Pharmacotherapeutic
group: Antibacterials for systemic use, carbapenems.
ATC Code: J01DH02.
Pharmacology: Pharmacodynamics: Meropenem is a carbapenem antibiotic for parenteral use, that is stable to human dehydropeptidase-I (DHP-I). It is structurally similar to imipenem.
Mechanism of action: Meropenem exerts its bactericidal action by interfering with bacterial cell wall synthesis. The ease with which it penetrates bacterial cells, its high level of stability to most serine β-lactamases and its high affinity for multiple Penicillin Binding Proteins (PBPs) explain the potent bactericidal activity of meropenem against a broad spectrum of aerobic and anaerobic bacteria. The bactericidal concentrations are generally within one doubling dilution of the minimum inhibitory concentrations (MICs).
Meropenem is stable in susceptibility tests and these tests can be performed using the normal routine systems. In vitro tests show that meropenem can act synergistically with various antibiotics. It has been demonstrated both in vitro and in vivo that meropenem has a post-antibiotic effect against Gram-positive and Gram-negative organisms.
Pharmacokinetic/Pharmacodynamic (PK/PD) relationship: Similar to other beta-lactam antibacterial agents, the time that meropenem concentrations exceed the MIC (T>MIC) has been shown to best correlate with efficacy. In preclinical models meropenem demonstrated activity when plasma concentrations exceeded the MIC of the infecting organisms for approximately 40% of the dosing interval. This target has not been established clinically.
Mechanisms of resistance: Bacterial resistance to meropenem may result from one or more factors: (1) decreased permeability of the outer membrane of Gram-negative bacteria (due to diminished production of porins); (2) reduced affinity of the target PBPs; (3) increased expression of efflux pump components, and; (4) production of β-lactamases that can hydrolyse carbapenems.
Localised clusters of infections due to carbapenem-resistant bacteria have been reported in some regions.
There is no target-based cross-resistance between meropenem and agents of the quinolone, aminoglycoside, macrolide and tetracycline classes. However, bacteria may exhibit resistance to more than one class of antibacterial agents when the mechanism involved include impermeability and/or an efflux pump(s).
Breakpoints: European Committee on Antimicrobial Susceptibility Testing (EUCAST) clinical breakpoints for MIC testing are presented as follows. (See Table 2.)
Click on icon to see table/diagram/image
The prevalence of acquired resistance may vary geographically and with time for selected species and local information on resistance is desirable, particularly when treating severe infections. As necessary, expert advice should be sought when the local prevalence of resistance is such that the utility of the agent in at least some types of infections is questionable.

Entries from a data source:
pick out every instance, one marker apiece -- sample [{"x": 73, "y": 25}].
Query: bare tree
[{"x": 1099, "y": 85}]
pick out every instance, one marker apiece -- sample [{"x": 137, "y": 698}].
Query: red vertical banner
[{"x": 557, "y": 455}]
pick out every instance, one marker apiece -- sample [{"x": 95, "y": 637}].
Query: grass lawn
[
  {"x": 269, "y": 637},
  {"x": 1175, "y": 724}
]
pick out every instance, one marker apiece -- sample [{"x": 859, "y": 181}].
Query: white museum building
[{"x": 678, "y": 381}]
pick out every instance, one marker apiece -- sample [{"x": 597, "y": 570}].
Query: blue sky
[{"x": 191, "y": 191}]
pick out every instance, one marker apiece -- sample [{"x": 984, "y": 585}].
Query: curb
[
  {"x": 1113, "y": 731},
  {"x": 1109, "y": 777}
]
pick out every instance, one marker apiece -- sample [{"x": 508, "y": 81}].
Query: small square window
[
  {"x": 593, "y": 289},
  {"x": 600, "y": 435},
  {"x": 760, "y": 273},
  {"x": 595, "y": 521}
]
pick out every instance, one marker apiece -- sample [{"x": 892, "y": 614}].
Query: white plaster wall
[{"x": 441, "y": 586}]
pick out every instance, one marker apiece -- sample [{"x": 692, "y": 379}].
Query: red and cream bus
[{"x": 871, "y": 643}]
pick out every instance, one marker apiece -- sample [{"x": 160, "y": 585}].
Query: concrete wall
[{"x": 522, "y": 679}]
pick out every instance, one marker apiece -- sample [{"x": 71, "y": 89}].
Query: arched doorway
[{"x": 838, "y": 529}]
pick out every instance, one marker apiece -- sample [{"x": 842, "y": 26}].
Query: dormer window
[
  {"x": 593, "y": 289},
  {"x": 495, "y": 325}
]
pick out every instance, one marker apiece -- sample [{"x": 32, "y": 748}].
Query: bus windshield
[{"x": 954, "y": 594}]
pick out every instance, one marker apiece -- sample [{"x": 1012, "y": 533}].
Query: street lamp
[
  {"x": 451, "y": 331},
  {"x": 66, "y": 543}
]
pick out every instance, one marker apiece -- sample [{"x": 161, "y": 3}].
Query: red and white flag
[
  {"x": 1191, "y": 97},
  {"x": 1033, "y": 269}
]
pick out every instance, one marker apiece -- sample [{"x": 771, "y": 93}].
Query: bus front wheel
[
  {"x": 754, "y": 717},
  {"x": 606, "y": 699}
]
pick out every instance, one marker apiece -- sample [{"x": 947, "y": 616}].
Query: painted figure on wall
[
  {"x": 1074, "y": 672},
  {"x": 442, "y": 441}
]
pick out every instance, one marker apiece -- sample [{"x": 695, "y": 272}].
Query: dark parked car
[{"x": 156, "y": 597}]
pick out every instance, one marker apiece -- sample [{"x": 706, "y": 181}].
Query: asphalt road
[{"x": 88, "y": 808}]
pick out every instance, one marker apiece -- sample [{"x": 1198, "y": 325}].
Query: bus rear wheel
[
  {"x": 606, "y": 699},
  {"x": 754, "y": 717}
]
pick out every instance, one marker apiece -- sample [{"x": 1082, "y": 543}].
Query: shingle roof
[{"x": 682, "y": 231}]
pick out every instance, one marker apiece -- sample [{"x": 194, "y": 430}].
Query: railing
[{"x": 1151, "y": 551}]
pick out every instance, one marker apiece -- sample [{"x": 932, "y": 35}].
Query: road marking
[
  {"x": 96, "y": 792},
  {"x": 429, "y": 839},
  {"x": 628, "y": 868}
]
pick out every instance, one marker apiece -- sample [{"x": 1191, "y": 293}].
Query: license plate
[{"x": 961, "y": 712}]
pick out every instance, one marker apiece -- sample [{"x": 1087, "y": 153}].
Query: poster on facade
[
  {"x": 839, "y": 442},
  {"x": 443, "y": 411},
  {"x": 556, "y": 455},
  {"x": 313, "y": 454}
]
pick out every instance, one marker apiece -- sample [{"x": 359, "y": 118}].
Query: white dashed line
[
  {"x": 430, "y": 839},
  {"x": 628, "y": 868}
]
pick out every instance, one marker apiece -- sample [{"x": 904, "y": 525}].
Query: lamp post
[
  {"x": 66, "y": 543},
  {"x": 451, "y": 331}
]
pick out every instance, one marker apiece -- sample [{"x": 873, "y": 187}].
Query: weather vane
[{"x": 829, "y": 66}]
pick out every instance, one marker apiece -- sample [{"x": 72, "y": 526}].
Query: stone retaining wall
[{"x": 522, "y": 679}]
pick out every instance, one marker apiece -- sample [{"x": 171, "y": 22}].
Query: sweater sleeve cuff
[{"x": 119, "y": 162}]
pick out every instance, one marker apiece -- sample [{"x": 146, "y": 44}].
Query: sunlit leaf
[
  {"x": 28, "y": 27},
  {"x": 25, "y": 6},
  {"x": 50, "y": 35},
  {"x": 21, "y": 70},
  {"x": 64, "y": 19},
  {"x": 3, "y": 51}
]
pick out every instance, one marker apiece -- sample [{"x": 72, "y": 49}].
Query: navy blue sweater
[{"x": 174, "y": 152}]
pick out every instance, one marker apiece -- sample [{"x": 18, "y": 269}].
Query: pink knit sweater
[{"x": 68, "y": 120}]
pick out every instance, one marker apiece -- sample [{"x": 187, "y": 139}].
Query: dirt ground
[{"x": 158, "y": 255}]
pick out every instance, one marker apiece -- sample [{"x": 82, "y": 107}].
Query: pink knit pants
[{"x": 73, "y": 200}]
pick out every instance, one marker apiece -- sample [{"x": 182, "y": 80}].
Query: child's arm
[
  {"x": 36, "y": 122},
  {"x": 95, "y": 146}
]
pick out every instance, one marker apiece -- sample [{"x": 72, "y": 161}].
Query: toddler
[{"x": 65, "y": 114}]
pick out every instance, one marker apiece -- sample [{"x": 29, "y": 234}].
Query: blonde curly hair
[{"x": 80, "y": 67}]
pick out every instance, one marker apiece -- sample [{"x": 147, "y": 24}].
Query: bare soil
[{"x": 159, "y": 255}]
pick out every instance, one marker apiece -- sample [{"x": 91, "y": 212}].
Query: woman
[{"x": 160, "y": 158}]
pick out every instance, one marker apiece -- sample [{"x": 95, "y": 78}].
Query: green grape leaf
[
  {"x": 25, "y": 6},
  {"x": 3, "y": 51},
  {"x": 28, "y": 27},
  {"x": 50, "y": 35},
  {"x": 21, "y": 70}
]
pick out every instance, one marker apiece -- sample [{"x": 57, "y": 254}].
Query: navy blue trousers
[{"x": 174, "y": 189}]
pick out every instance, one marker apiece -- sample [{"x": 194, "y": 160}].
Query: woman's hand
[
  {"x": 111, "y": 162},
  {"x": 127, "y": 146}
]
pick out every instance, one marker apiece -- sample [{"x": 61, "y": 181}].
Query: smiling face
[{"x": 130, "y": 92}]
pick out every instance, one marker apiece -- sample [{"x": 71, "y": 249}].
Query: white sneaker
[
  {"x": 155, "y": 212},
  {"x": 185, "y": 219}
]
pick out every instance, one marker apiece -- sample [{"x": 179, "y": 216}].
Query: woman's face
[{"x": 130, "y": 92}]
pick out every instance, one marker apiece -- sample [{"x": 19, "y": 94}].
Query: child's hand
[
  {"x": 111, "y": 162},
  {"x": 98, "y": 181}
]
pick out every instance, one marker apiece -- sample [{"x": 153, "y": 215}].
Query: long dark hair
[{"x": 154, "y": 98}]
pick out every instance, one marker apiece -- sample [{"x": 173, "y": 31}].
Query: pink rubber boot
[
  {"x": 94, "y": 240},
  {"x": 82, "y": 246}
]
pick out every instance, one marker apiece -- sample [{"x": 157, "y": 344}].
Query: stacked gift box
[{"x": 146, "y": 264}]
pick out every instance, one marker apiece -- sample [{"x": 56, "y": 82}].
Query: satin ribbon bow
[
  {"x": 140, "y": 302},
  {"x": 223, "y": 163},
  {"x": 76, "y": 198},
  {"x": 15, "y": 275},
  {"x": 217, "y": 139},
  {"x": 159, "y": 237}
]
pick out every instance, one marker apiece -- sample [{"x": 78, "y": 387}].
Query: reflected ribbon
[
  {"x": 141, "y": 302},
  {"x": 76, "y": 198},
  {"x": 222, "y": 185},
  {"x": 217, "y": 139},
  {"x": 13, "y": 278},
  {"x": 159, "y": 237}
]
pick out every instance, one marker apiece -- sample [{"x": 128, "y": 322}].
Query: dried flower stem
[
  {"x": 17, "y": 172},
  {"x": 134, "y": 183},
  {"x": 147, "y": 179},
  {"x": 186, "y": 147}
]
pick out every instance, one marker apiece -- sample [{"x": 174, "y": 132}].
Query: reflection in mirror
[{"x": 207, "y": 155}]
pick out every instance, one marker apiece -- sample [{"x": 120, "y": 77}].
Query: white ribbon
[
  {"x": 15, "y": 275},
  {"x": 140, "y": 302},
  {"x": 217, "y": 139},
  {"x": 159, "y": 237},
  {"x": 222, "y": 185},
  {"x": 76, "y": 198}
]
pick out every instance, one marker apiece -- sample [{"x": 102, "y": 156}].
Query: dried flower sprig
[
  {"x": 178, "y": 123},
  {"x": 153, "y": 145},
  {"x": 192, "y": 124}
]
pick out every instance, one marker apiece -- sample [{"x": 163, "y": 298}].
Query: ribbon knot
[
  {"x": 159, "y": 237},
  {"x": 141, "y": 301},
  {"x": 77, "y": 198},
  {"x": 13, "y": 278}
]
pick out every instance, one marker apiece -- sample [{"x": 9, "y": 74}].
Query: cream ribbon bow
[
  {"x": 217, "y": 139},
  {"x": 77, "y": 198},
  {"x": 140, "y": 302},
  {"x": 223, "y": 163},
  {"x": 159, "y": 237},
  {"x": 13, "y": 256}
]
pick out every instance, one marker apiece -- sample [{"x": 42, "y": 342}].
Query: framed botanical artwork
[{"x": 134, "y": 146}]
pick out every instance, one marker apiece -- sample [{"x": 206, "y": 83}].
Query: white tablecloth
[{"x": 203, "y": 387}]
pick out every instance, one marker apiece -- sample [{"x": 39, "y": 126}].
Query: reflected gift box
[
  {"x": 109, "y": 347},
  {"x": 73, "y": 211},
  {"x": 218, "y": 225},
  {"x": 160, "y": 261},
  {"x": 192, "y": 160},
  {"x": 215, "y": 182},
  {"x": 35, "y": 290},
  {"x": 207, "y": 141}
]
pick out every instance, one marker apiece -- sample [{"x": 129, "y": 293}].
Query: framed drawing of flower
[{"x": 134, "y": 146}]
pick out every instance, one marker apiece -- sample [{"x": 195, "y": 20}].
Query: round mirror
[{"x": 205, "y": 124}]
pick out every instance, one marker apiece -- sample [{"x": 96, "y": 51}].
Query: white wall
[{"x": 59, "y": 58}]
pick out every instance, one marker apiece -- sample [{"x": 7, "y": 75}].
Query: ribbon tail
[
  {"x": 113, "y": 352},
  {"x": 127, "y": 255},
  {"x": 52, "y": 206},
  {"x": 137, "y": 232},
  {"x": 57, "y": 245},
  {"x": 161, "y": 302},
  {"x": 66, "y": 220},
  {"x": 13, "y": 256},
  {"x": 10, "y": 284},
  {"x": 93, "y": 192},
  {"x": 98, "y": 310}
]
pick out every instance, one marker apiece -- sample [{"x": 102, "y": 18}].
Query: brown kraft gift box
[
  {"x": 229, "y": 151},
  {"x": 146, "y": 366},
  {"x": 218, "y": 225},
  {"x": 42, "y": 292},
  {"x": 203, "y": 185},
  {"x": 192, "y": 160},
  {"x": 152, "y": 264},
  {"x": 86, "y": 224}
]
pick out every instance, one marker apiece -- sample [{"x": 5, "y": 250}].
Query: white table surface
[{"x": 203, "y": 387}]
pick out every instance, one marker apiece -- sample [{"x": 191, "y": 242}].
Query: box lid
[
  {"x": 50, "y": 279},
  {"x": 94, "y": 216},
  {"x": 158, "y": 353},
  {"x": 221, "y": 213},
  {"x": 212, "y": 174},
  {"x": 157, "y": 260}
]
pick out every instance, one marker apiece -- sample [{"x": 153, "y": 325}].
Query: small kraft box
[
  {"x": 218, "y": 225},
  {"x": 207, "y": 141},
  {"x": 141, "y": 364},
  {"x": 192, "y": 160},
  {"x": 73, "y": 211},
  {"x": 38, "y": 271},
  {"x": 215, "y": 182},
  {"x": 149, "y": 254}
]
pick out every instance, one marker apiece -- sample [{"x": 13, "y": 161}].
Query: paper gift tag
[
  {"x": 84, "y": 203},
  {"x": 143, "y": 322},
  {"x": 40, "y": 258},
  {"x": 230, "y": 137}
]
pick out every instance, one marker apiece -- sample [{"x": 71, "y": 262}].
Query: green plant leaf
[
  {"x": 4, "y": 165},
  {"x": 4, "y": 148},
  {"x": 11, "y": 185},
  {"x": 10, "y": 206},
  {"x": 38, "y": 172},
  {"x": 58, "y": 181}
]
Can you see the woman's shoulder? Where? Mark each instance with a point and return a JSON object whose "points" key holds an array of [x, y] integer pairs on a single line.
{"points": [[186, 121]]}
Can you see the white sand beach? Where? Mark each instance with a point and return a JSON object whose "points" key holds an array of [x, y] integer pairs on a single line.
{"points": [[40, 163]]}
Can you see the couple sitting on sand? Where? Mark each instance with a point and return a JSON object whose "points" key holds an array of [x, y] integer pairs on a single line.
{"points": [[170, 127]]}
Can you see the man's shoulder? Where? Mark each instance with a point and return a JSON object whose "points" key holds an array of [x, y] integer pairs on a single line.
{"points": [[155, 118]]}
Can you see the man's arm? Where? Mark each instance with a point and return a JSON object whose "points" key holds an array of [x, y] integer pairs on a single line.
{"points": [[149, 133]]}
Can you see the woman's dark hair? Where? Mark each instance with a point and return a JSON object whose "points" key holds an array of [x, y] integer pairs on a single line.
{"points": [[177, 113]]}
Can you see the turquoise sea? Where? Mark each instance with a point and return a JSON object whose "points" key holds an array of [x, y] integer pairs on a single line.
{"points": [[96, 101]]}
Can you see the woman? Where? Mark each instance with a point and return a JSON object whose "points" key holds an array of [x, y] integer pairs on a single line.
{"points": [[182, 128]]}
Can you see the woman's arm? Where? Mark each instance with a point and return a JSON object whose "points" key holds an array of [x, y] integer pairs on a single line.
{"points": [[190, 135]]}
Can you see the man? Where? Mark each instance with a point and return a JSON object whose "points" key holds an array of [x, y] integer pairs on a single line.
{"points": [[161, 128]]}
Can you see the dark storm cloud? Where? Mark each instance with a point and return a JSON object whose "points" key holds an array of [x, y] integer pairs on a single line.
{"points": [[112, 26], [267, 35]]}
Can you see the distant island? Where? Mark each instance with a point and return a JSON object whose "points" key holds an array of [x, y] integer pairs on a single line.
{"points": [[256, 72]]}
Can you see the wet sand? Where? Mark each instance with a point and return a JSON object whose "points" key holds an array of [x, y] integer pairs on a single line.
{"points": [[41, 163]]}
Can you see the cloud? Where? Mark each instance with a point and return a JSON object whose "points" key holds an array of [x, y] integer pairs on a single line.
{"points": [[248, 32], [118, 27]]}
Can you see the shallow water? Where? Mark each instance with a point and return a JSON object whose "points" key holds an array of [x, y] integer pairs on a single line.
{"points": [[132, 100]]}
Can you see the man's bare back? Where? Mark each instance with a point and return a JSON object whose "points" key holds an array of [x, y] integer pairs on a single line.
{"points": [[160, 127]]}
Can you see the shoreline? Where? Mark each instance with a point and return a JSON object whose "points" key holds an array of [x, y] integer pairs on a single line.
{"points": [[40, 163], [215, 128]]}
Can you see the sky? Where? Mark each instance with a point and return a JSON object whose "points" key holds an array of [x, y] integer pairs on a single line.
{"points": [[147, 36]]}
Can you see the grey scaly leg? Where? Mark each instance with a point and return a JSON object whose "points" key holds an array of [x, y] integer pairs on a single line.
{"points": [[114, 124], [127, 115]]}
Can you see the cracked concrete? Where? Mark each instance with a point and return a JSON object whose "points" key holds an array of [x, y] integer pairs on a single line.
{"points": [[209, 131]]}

Exercise aim:
According to the meropenem text, which classes of antibacterial agents show no target-based cross-resistance with meropenem? List them.

Response below:
- Quinolone
- Aminoglycoside
- Macrolide
- Tetracycline